-- DOCUMENT EXCERPT follows --

Started at R32k CTC, and within a year went over R40k CTC monthly, about 50k CTC if bonus and time off included and averaged monthly for yearly. Tbh, after taxes, medical aid and retirement, this is not as much as you'd think (it's still a lot nicer than earning minimum wage/low salary, but don't expect that you can actually afford an expensive car instantly, etc.).

It's very much a case of knowing how to sell yourself, your skill, and the company being good (as in the company recognizes your work and has space to grow).

I know quite a few people that started at R16-20k and stayed there for around two years since they thought their companies would promote them, they never did and are now trying to catch up those wasted years.

The salary is important, but the work and company is as well, always ask your interviewer how long it took to get where they were, and if you click with the interviewer ask what you have to do to get to the same spot.
The reason I say the work is interesting is that it needs to be 1. interesting for you so you're motivated, and 2. something that allows you to grow so you have something to show at the next company.

If you don't get a dev at an interview stage, don't go to the company. A thing I like to do is that if you have a whiteboard question and you think of something more difficult or get stuck to throw a version back at the interviewer and then discuss that, this allows you take more control of the interview and shows that you're capable of reasoning/exploring paths as well if stuck. The reason for those interviews is to test the way you think, and showing independence/deduction is always good. Note this does not mean completely deviate from the question, more to show initiative.

-- DOCUMENT EXCERPT concluded --
-- EXTRACTED DATA follows --

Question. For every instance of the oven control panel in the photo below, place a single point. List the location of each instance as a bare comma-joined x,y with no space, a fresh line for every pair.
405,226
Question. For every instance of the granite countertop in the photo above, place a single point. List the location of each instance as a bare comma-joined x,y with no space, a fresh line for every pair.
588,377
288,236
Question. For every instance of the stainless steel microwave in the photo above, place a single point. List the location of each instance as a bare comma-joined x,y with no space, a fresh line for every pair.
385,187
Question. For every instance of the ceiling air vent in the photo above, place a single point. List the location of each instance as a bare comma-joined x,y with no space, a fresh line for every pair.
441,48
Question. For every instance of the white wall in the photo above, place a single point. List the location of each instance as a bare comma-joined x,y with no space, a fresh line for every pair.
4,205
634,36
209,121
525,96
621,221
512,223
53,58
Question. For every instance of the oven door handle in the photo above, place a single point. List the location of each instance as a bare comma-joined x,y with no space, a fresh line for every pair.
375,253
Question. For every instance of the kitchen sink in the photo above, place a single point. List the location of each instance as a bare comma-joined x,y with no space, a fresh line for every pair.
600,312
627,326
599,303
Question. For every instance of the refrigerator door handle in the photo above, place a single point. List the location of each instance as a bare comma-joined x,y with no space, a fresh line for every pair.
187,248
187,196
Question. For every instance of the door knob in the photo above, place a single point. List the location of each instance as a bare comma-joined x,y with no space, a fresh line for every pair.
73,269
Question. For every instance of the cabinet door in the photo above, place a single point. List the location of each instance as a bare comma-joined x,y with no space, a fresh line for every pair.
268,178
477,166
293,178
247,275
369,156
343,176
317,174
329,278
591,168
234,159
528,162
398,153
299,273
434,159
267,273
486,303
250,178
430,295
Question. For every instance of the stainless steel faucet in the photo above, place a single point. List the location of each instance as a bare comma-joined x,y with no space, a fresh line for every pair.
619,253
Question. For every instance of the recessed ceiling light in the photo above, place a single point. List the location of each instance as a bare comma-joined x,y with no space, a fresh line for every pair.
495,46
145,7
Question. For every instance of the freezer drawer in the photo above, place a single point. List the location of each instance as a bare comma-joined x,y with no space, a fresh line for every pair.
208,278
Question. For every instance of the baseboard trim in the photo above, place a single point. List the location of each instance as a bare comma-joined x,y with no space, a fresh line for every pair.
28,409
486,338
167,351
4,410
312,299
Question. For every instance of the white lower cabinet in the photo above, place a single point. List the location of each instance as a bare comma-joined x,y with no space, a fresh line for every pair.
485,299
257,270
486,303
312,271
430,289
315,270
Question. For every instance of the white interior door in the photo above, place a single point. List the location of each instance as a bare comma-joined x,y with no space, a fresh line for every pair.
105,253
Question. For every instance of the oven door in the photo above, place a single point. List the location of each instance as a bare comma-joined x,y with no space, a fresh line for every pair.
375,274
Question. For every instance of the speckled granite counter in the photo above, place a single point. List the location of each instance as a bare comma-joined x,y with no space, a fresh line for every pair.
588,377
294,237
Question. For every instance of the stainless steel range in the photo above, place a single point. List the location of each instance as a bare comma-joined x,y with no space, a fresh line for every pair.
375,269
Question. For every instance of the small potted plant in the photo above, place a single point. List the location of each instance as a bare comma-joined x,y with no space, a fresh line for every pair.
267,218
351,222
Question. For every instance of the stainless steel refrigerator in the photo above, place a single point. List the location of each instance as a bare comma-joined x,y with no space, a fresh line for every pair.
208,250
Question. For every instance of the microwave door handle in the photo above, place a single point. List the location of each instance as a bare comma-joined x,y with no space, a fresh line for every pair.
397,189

-- EXTRACTED DATA concluded --

PROMPT →
Continue the advice on developer salaries and job interviews from its last sentence. The entries are separate material.

ANSWER TO THIS TASK →
I'd never want to get stuck being a unit tester/quality assurance person, I'd be bored out of my mind and the pay is less, but as others have said, the stress is a lot less, it's truly a 9-5 job, and there's generally a quite clear career progression path in terms of time. Going the software dev route, I don't really see that many "old" people, as in 55-65 bracket, as most usually burn out by then, and in the South African context, a lot of companies usually try and get rid of them as they cost more than e.g. 40-50 bracket that might have similar skill level, because dumb bean counters don't seem to understand that usually they come with a lot of business knowledge and tricks that avoid a lot of trouble down the line. So plan that you retire early 50s and spend accordingly. Software dev is quite a passion job, usually you can get the same/better pay going another route like accounting or engineering with a lot less stress and better hours (mostly, there are always exceptions), and people like cguy are an exception rather than a rule, but again, cguy seems to be very good at his job and he seems to enjoy what he does, I think he'd have been successful no matter what he picked.

If you can get a job as a junior/intermediate and most especially intern, always try and find a mentor to stick with, try and get him to point out flaws etc., don't take code reviews as an attack, take it as an opportunity to grow. If a company doesn't have code reviews or proper pull requests in place, leave, you won't grow there, and there's nothing worse than stagnation when you're starting your career.